→ **Work to do**
Rewrite the material, starting at its beginning and ending at the line that contains "[(461, 233)]", with "black" changed to "dark" and nothing else altered. Leave the pictures out of your answer.

→ **Extracted information**

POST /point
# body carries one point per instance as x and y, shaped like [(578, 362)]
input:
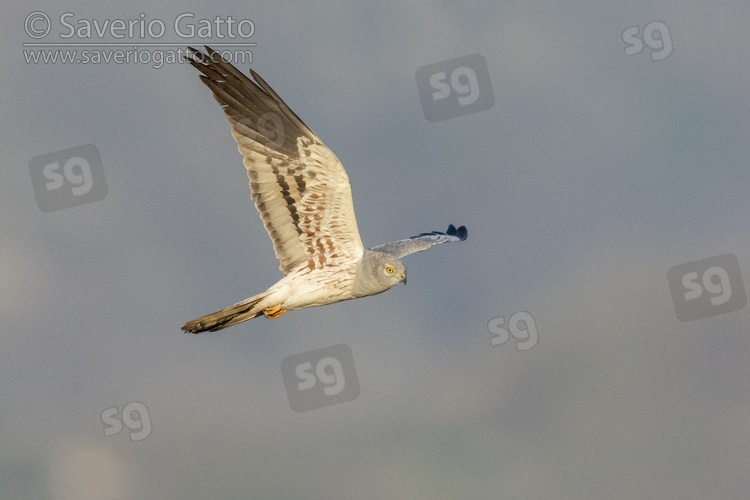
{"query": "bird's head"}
[(377, 272)]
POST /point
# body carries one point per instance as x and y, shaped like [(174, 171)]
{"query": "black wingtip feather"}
[(461, 233)]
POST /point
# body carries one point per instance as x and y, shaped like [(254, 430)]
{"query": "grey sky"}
[(593, 174)]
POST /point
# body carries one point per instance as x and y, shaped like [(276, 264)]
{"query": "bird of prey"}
[(305, 202)]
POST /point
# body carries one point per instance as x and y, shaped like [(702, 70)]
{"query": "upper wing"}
[(402, 248), (300, 188)]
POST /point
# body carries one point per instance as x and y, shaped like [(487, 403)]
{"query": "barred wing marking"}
[(402, 248), (300, 188)]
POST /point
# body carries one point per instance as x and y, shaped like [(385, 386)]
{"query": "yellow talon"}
[(272, 312)]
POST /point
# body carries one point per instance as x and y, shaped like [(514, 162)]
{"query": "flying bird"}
[(305, 202)]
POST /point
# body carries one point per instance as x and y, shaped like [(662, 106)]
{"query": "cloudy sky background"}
[(591, 176)]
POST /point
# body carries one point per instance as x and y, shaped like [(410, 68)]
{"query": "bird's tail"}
[(241, 311)]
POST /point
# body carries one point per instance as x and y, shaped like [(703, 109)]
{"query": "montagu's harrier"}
[(305, 201)]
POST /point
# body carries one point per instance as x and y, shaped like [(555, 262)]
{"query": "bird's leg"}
[(273, 311)]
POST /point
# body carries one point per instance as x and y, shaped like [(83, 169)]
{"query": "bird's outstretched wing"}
[(402, 248), (300, 188)]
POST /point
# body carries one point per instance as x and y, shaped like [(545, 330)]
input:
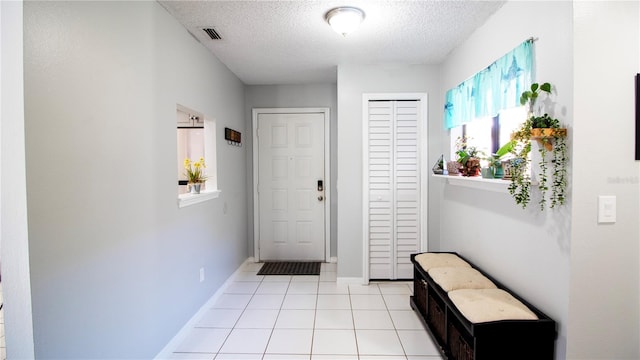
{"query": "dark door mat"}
[(290, 268)]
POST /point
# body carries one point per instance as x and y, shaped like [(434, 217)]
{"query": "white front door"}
[(291, 183)]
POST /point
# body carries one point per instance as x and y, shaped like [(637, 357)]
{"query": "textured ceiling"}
[(289, 42)]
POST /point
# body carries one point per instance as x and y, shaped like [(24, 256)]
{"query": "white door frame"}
[(422, 132), (327, 174)]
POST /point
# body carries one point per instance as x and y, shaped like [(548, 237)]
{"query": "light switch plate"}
[(606, 209)]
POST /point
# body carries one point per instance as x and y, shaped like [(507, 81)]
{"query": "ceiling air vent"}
[(213, 34)]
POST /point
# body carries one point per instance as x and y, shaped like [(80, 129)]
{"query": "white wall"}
[(114, 261), (16, 285), (353, 82), (280, 96), (603, 315), (527, 250)]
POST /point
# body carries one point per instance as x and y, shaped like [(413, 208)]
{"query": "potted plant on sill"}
[(495, 160), (468, 157), (547, 131), (195, 174)]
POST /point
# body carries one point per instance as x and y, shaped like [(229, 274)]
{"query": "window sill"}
[(185, 200), (477, 182)]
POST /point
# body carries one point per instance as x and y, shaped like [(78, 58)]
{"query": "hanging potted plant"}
[(547, 131)]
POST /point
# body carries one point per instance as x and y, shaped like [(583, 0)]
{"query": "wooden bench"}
[(526, 333)]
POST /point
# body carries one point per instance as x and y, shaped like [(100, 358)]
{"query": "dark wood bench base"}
[(459, 339)]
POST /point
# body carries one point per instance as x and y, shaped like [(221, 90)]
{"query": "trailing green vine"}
[(559, 161), (554, 179), (542, 183)]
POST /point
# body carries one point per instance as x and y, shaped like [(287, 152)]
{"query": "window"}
[(488, 134), (196, 134)]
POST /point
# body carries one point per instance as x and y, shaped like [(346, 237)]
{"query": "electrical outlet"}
[(606, 209)]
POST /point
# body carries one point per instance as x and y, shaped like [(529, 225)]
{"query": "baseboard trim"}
[(167, 351), (349, 280)]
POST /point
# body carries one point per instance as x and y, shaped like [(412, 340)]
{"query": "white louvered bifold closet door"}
[(394, 188)]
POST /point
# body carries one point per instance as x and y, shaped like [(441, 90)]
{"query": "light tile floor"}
[(311, 318)]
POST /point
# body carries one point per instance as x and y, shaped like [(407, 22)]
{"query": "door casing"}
[(327, 173), (423, 136)]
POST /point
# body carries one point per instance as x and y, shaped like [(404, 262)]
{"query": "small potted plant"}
[(195, 174), (468, 157), (495, 160)]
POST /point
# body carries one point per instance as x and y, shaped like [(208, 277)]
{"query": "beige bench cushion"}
[(483, 305), (454, 278), (431, 260)]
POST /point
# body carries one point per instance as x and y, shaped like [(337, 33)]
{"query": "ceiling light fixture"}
[(344, 20)]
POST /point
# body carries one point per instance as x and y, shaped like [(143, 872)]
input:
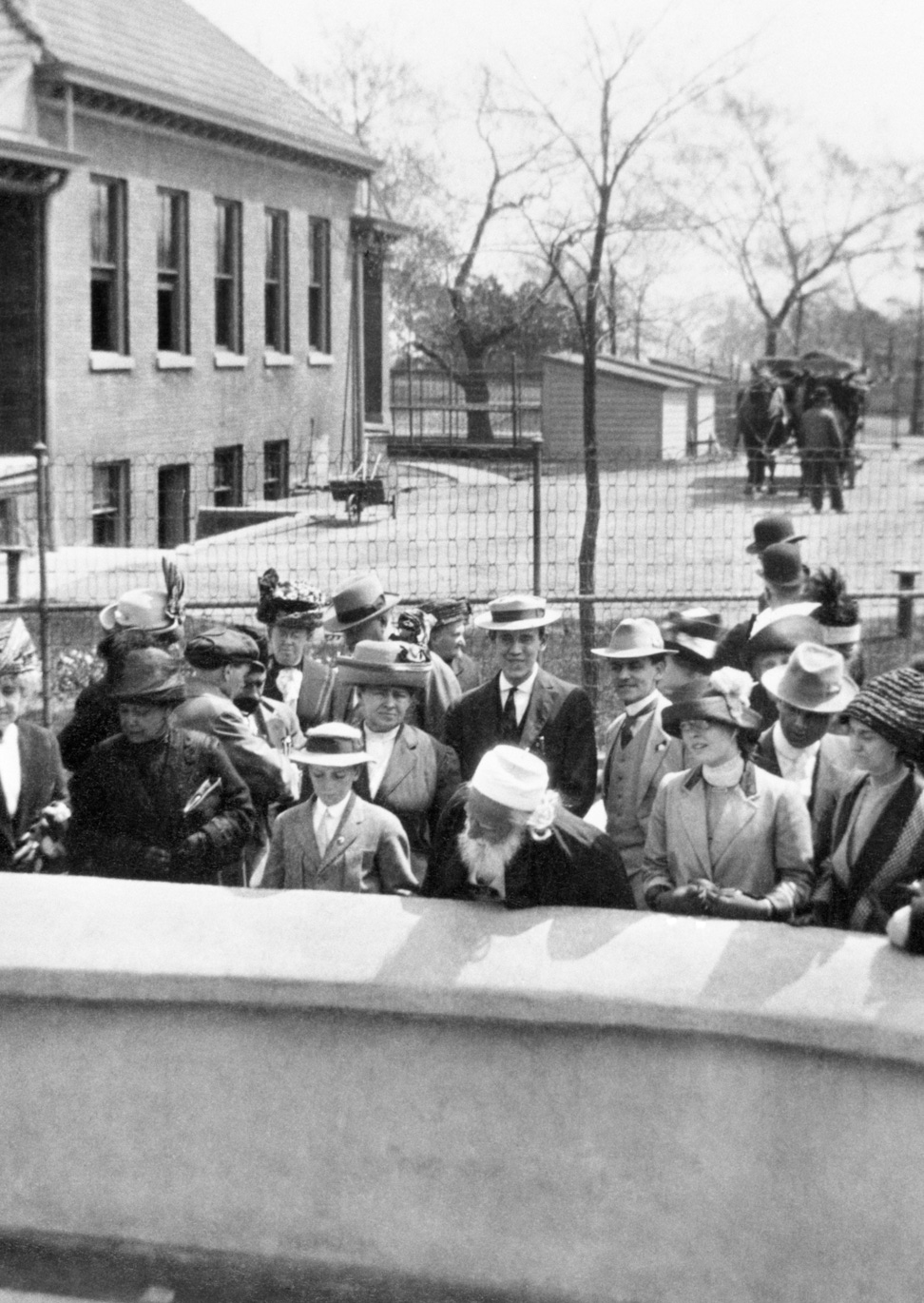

→ **Output of the exercise**
POST /point
# body carries one point per instance as x and y, shaped like [(578, 362)]
input:
{"query": "bird's head"}
[(377, 272)]
POST /point
# body carries one point per instance as x and y, shaped like [(174, 171)]
{"query": "dark wingtip feather"}
[(461, 233)]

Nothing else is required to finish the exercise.